# Source extract
%%

# Air Temp. and HP



## WhiteFox (Sep 4, 2002)

I know it makes a big difference on forced induction engines, but how big of a difference in HP can going from say 80 degrees F down to around 40 or even lower make? (i.e. in a 1.6 liter)

[[First time poster, joy.]]


----------



## bahearn (Jul 15, 2002)

There are web sites that can give you this information with a little effort at searching.

For example:
Automotive formulas. It's a Hardley-Ableson site but the formulas are generic.

There's a link to air density calculation. Using your requested temperature difference (but the other params are pulled out of my butt),

80 ºF, 0% relative humidity, 29.92" Hg at sea level = 96.1 corrected air density (no units given).

40 ºF, 0% relative humidity, 29.92" Hg at sea level = 103.8 corrected air density (no units given).

%%

# Stored rows
%%

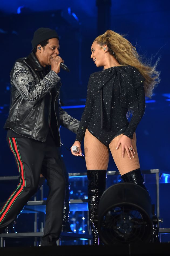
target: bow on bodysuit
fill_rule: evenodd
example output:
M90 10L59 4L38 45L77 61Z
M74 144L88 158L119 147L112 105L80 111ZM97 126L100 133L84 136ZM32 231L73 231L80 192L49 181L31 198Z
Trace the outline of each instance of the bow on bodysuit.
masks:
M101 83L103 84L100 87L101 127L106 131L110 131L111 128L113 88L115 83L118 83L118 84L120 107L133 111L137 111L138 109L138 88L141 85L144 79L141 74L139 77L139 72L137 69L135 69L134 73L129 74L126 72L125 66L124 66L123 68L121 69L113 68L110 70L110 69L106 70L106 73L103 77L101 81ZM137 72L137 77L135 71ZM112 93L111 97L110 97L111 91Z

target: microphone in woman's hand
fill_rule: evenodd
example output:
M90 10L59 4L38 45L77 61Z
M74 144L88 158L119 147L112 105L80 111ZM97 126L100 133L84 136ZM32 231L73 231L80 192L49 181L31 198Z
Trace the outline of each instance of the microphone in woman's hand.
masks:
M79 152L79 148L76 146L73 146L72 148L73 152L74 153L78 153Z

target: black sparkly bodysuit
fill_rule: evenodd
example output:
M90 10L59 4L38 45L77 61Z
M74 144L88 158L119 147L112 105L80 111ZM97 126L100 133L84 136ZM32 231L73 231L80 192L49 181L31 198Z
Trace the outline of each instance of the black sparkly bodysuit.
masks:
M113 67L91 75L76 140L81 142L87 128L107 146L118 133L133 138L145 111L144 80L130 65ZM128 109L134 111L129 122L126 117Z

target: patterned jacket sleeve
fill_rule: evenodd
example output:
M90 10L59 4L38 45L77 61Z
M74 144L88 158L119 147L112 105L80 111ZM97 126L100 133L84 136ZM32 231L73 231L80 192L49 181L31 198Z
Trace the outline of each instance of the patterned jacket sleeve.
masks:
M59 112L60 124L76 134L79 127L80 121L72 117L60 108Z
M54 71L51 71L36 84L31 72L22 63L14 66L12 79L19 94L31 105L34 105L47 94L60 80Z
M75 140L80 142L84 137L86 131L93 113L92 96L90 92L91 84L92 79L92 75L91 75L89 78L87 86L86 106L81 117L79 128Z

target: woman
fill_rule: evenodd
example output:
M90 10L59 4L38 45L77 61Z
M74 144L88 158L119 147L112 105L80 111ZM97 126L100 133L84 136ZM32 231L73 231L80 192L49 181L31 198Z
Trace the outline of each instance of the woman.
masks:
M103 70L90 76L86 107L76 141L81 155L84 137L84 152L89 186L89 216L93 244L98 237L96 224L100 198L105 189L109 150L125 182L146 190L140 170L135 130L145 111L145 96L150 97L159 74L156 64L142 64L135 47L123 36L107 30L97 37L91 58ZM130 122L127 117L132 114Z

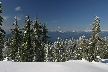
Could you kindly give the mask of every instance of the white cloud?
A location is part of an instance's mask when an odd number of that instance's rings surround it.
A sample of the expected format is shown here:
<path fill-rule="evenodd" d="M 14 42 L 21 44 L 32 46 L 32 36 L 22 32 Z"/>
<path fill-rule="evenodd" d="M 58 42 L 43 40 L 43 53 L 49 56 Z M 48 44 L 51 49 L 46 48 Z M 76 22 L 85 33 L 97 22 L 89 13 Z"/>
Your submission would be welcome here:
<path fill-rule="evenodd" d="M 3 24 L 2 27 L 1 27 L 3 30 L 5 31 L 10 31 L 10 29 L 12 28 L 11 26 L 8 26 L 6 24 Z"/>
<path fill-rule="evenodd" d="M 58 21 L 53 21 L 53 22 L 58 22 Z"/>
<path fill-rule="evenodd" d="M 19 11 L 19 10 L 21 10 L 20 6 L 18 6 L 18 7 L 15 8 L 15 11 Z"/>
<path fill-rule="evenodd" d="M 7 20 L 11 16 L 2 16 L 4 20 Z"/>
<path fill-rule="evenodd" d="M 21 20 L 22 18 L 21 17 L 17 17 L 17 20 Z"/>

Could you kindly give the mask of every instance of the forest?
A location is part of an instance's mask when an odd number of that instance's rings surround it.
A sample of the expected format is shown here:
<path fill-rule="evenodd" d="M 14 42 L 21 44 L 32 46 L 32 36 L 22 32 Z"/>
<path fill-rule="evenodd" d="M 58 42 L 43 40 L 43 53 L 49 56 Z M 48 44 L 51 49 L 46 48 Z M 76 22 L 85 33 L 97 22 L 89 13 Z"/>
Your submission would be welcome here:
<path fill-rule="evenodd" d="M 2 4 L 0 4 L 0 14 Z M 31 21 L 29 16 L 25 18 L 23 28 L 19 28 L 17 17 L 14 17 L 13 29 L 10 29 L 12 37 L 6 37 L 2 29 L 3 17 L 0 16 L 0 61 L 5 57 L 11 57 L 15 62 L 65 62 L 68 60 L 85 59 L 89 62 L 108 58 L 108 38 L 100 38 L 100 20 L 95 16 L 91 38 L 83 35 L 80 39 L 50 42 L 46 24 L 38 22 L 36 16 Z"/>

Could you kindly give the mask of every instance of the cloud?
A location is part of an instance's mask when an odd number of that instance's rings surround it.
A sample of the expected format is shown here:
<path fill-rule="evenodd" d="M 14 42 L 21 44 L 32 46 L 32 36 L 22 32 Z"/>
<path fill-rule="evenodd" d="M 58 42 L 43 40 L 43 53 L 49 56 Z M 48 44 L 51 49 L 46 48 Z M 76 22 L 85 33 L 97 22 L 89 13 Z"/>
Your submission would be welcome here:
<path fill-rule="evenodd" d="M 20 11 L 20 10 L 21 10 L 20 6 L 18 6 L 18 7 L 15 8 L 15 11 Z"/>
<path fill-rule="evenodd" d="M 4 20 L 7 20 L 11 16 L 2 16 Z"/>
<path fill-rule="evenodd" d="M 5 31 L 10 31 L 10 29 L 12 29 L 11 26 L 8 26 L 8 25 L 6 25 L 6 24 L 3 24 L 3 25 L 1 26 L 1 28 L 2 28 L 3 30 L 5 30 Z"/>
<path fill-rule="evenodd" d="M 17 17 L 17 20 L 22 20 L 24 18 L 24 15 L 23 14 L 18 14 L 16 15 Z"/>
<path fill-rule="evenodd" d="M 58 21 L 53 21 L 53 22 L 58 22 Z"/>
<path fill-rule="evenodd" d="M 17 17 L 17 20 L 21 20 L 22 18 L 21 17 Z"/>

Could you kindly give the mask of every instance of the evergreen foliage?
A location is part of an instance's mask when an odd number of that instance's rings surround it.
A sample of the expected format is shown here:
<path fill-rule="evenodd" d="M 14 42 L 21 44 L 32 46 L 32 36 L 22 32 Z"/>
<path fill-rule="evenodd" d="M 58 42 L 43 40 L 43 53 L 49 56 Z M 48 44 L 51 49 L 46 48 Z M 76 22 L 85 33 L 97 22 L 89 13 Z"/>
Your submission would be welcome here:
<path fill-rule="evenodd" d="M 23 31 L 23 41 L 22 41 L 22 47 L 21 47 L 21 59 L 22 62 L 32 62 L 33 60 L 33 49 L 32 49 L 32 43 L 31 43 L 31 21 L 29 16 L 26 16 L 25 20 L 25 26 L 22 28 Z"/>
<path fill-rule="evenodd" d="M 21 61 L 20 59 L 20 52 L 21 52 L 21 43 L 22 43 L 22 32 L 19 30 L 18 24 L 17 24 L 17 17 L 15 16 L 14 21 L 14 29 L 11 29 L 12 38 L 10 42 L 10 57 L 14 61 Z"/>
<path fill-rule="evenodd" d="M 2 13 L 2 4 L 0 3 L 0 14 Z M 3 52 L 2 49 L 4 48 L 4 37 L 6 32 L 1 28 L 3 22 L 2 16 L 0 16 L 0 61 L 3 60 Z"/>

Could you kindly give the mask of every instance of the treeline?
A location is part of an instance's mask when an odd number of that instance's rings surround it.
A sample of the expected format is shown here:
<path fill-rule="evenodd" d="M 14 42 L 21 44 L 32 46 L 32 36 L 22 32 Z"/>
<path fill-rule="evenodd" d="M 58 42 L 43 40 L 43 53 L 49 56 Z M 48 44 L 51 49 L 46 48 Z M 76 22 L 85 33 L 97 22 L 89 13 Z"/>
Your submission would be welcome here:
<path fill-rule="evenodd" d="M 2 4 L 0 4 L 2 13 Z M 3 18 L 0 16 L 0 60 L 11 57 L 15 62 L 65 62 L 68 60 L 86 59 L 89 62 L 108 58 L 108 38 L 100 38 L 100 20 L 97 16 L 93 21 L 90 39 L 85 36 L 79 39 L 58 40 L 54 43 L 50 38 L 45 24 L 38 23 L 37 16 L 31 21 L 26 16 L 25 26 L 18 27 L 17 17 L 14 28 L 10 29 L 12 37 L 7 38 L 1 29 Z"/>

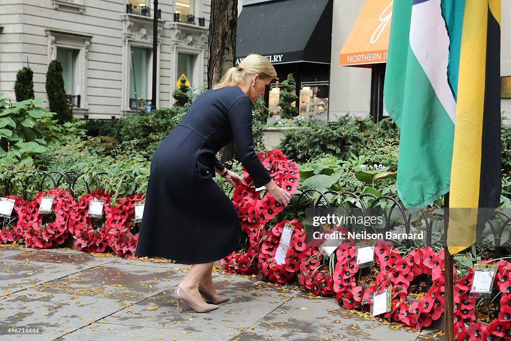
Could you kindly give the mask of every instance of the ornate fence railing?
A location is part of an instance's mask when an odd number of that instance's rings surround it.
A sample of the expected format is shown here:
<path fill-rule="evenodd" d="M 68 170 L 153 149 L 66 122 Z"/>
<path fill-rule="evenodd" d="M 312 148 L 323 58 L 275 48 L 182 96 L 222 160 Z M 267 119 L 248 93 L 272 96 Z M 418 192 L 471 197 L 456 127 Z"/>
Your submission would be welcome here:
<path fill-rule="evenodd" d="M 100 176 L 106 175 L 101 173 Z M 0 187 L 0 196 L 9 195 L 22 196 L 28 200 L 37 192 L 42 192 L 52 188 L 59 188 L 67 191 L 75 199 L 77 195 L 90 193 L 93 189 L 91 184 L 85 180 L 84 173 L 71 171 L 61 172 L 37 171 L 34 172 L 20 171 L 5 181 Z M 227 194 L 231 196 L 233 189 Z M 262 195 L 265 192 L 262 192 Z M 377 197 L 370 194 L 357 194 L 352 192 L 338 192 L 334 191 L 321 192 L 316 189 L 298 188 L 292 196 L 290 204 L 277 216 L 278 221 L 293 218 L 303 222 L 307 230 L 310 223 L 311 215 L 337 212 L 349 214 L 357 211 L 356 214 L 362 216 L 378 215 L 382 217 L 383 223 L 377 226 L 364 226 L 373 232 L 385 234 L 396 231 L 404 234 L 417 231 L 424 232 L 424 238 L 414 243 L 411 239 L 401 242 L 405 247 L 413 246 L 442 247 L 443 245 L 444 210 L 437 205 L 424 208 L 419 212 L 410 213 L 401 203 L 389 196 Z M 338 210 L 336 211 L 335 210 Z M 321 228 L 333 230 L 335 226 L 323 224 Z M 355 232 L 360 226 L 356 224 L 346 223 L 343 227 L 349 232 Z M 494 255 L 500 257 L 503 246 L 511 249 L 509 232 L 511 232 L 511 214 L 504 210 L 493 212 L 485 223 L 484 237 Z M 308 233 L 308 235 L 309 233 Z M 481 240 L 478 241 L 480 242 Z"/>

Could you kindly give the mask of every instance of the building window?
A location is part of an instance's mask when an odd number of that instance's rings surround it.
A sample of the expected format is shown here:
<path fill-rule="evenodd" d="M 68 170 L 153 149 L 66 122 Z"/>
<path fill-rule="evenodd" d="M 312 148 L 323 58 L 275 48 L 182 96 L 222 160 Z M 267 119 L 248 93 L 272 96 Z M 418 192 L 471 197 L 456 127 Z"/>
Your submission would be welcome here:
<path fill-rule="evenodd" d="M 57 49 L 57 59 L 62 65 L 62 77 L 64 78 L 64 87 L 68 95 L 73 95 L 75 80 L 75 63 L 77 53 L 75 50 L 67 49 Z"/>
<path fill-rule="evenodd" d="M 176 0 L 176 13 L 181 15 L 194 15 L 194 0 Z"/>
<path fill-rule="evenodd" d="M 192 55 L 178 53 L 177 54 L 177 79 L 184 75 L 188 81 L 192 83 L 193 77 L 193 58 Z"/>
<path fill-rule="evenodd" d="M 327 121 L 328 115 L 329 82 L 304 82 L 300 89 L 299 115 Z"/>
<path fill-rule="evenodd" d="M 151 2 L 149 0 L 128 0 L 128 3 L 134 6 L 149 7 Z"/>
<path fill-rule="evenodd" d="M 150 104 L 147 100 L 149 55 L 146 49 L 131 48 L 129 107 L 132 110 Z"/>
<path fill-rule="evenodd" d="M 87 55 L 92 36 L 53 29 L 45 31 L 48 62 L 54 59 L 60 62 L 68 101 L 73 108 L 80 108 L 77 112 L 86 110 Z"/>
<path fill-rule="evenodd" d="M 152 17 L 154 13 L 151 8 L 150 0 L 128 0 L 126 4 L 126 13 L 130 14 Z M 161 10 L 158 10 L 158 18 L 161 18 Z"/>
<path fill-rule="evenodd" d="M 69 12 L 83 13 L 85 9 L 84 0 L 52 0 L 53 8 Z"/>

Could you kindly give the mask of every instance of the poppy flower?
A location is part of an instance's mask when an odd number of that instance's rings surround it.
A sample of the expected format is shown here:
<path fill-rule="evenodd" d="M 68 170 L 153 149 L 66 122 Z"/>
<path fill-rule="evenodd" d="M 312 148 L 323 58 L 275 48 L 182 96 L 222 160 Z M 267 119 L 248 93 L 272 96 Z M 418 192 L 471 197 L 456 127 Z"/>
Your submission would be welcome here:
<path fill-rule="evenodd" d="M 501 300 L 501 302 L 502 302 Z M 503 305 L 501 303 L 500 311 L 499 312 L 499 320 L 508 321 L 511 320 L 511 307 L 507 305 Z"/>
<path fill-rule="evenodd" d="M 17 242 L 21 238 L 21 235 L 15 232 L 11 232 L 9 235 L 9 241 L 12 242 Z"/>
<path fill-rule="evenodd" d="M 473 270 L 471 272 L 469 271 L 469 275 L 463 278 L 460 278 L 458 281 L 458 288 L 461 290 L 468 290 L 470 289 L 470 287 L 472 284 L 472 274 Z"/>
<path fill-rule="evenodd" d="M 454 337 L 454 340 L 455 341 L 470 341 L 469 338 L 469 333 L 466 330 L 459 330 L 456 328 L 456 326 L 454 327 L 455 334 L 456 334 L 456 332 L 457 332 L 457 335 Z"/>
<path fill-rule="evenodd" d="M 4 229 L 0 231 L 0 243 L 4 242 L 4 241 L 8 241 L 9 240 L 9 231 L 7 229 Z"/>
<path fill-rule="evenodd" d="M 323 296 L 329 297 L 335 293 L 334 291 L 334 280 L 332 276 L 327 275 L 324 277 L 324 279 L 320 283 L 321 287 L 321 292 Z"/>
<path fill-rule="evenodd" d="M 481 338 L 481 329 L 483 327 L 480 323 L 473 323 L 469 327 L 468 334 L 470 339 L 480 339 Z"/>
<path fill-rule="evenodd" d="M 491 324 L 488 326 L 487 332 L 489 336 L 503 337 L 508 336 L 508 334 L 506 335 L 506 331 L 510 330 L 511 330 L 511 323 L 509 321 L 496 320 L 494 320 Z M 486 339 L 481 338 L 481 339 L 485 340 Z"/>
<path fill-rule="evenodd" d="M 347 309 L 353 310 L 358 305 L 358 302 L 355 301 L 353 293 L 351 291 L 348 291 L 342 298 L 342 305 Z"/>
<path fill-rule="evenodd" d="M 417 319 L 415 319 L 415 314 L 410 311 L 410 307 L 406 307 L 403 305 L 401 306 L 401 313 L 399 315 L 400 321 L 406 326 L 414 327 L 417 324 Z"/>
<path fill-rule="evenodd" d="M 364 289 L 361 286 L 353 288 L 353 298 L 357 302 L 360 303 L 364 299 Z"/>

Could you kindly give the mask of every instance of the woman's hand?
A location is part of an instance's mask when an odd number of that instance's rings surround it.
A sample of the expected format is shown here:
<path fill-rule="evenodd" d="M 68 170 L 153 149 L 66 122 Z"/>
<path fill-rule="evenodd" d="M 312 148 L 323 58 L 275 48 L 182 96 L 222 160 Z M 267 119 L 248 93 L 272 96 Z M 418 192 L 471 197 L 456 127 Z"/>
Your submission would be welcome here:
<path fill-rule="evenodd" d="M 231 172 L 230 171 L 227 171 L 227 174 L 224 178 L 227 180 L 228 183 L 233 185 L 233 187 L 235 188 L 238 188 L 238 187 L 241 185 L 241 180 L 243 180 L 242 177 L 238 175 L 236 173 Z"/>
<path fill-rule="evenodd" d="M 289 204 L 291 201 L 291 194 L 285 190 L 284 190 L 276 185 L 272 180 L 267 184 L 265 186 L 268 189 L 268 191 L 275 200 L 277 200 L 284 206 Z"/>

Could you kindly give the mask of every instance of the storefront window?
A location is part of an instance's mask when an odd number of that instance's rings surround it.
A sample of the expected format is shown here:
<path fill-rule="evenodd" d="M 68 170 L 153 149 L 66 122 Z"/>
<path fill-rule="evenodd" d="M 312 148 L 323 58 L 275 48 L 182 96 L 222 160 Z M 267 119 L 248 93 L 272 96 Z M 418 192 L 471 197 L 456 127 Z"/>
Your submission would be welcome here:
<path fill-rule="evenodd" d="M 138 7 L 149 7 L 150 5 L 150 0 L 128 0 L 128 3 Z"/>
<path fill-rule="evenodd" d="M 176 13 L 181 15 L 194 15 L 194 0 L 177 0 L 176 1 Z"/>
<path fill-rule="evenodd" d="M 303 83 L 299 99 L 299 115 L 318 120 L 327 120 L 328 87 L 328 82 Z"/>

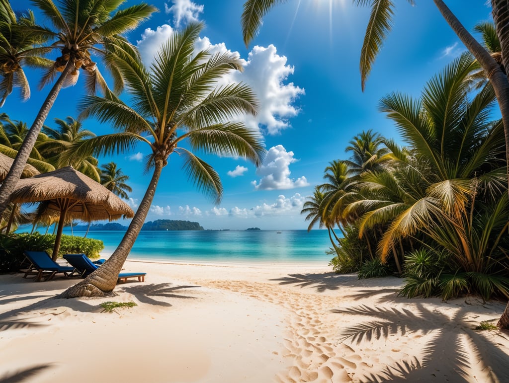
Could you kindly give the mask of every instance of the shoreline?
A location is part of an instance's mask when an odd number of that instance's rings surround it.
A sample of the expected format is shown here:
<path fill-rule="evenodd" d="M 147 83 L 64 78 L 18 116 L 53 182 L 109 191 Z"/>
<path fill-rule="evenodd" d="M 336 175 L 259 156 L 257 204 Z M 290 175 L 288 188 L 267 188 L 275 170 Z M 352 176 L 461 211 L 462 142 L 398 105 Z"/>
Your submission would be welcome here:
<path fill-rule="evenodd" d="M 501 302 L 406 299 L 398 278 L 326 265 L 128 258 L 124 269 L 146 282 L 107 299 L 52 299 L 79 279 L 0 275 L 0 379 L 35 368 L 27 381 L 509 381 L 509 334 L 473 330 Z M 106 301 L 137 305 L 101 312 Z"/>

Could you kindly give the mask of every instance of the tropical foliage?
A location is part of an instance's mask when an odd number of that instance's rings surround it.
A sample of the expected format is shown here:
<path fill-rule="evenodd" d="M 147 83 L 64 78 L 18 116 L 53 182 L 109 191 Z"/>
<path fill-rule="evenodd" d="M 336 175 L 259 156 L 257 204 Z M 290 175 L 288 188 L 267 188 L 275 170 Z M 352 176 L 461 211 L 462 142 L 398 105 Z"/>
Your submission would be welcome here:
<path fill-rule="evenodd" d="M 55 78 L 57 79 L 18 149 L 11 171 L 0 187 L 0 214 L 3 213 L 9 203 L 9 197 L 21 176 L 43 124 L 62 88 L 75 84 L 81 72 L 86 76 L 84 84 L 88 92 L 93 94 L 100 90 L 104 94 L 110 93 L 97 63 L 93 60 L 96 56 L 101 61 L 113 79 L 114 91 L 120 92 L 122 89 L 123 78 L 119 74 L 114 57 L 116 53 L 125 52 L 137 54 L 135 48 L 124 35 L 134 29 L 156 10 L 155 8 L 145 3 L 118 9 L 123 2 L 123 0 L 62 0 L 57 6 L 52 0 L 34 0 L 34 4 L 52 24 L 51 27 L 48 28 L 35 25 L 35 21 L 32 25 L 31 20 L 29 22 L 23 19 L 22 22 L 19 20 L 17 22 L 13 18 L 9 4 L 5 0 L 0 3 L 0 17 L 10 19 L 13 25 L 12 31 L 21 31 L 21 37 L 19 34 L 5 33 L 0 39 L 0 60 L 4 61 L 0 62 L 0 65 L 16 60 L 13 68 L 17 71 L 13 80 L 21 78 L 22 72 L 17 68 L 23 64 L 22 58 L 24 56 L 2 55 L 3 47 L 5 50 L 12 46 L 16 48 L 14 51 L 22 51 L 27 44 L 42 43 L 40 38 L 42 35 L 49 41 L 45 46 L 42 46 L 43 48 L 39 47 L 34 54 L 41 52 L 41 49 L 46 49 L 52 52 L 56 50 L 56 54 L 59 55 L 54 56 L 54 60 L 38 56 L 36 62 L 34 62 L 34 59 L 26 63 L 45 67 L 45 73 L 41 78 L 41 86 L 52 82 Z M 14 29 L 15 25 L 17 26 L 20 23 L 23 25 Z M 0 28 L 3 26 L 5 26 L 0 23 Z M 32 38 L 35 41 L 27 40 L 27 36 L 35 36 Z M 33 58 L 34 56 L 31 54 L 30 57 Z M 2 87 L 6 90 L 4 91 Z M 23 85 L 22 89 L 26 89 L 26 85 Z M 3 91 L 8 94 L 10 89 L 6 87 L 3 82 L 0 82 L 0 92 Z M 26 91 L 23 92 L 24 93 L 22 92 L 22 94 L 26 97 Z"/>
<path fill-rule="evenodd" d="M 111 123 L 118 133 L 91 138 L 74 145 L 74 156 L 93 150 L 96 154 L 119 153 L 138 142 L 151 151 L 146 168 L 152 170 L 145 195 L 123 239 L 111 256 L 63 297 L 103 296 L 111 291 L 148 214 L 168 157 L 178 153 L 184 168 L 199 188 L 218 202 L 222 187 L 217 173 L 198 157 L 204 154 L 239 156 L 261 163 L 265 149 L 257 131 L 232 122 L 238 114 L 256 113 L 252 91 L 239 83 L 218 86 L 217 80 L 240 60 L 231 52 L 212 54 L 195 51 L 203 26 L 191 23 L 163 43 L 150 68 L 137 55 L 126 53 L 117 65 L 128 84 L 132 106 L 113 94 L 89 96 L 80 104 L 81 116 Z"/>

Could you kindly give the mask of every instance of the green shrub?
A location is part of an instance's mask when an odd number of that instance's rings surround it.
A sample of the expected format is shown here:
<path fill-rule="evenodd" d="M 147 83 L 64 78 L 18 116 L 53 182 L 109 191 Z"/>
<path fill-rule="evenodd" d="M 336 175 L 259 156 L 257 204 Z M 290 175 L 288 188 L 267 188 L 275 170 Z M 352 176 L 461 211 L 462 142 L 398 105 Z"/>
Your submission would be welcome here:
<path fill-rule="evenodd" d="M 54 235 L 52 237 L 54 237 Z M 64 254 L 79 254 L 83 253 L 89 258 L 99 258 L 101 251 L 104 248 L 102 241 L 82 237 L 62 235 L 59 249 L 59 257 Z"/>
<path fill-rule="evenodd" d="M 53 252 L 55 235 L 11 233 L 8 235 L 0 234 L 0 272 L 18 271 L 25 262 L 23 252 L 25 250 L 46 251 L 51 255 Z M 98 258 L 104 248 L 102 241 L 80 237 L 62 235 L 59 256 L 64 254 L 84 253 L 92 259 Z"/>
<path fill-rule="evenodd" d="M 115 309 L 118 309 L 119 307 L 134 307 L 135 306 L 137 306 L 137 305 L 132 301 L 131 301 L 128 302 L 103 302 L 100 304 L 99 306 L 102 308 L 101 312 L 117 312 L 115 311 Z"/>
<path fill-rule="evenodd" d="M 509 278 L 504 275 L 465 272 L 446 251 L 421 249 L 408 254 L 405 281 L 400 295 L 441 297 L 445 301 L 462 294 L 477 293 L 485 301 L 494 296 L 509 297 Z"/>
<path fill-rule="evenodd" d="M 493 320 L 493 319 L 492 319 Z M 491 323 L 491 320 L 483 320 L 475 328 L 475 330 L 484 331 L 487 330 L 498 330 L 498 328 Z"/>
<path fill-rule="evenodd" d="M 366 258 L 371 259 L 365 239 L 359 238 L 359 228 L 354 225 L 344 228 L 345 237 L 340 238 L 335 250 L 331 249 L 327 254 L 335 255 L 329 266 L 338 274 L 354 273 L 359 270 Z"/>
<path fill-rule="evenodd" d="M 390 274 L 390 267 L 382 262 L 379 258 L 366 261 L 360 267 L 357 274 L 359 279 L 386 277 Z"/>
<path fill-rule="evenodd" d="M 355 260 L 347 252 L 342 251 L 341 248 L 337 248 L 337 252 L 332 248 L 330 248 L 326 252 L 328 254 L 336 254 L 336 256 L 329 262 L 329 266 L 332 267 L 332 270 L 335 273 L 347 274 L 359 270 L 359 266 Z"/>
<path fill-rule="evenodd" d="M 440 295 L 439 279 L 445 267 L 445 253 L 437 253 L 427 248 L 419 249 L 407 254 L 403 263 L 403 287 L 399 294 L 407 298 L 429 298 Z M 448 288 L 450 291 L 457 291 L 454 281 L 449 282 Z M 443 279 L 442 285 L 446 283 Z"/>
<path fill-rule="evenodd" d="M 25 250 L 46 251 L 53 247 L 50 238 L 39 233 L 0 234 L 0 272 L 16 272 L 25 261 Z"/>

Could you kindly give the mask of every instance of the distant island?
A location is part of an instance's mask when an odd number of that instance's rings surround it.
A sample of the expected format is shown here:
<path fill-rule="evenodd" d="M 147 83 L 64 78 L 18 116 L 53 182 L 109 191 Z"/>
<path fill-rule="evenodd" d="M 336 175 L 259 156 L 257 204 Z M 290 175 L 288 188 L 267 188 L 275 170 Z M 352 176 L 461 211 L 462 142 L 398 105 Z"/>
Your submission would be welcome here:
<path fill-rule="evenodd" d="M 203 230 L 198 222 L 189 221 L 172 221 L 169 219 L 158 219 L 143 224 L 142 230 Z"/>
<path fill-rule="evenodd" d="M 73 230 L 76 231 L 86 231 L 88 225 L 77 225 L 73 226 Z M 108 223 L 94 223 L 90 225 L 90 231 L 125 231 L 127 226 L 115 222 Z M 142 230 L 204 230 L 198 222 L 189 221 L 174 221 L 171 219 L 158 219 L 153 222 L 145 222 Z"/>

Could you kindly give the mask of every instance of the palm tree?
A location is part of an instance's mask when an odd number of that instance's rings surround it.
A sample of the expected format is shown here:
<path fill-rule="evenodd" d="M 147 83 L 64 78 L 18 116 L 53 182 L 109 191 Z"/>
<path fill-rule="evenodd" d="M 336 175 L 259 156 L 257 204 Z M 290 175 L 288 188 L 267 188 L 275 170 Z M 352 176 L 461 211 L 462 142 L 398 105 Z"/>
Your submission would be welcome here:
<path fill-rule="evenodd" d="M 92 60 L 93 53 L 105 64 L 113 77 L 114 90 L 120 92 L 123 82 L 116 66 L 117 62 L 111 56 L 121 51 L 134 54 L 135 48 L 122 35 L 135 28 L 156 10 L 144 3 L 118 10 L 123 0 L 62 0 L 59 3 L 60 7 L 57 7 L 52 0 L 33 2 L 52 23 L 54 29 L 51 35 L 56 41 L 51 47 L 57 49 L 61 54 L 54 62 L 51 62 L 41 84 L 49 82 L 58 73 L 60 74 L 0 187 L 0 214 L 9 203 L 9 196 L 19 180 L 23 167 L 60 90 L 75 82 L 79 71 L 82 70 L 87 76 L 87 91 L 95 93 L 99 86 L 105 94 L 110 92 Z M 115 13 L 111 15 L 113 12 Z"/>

%%

# To do
a. Turn the listing into a numbered list with blank lines left out. Begin at the line that contains "target: black sparkly bodysuit" and stop after the line that contains "M103 70L90 76L86".
b. Write the next part of the forum thread on air temperature and horsepower, picking up right after its last line.

# The answers
a.
1. target: black sparkly bodysuit
2. fill_rule: evenodd
3. example output:
4. M90 10L59 4L38 45L77 61Z
5. M74 144L88 158L119 147L112 105L80 111ZM97 126L100 133L84 136ZM32 231L73 231L80 192L49 181L31 198Z
6. Trace the outline of each instance of the black sparkly bodysuit.
7. masks:
8. M113 67L91 75L76 140L81 142L87 128L107 146L118 133L133 138L145 111L144 80L130 65ZM128 109L134 111L129 122L126 117Z
9. target: patterned jacket sleeve
10. fill_rule: evenodd
11. example output:
12. M90 10L59 4L38 45L77 61Z
13. M74 144L88 158L119 147L112 105L80 111ZM97 126L100 133L84 136ZM32 231L73 231L80 192L49 181L31 198Z
14. Trace the outline of each instance of the patterned jacket sleeve.
15. masks:
16. M59 112L60 124L76 134L79 127L80 121L72 117L60 108Z
17. M54 71L51 71L36 84L31 72L22 63L14 66L12 79L19 94L31 105L34 105L47 94L60 80Z
18. M75 140L80 142L84 137L86 131L93 113L92 96L90 92L91 84L92 79L92 75L91 75L89 78L87 86L86 106L81 117L79 128Z
19. target: woman
20. fill_rule: evenodd
21. example output:
22. M90 10L59 4L38 45L77 61Z
23. M74 144L88 158L119 147L112 105L80 111ZM97 126L100 133L84 136ZM32 231L73 231L80 192L49 181L31 198Z
24. Trace the outline of each instance of the woman.
25. masks:
26. M103 70L90 76L86 107L76 141L81 155L84 137L84 152L89 186L89 216L93 244L98 237L96 224L100 198L105 189L109 150L125 182L146 190L140 170L135 130L145 111L145 96L150 97L159 74L156 64L142 64L135 47L123 36L107 30L97 37L91 58ZM130 122L127 117L132 114Z

b.
(I presume the answer is percent of standard day, 29.92" Hg, 59 ºF, 0% relative humidity, sea level).

At standard conditions, SR20DE outputs 140 hp. At 40 ºF it makes 145 hp, at 80 ºF, it makes 135 hp.


----------



## WhiteFox (Sep 4, 2002)

Thank you very much for helping me out, I had no idea how to search on that kind of subject. I'm keeping that page bookmarked for future reference. Again, thanks


----------



## Guest (Sep 21, 2002)

Here's a good site to determine what you would have ran had the weather been different.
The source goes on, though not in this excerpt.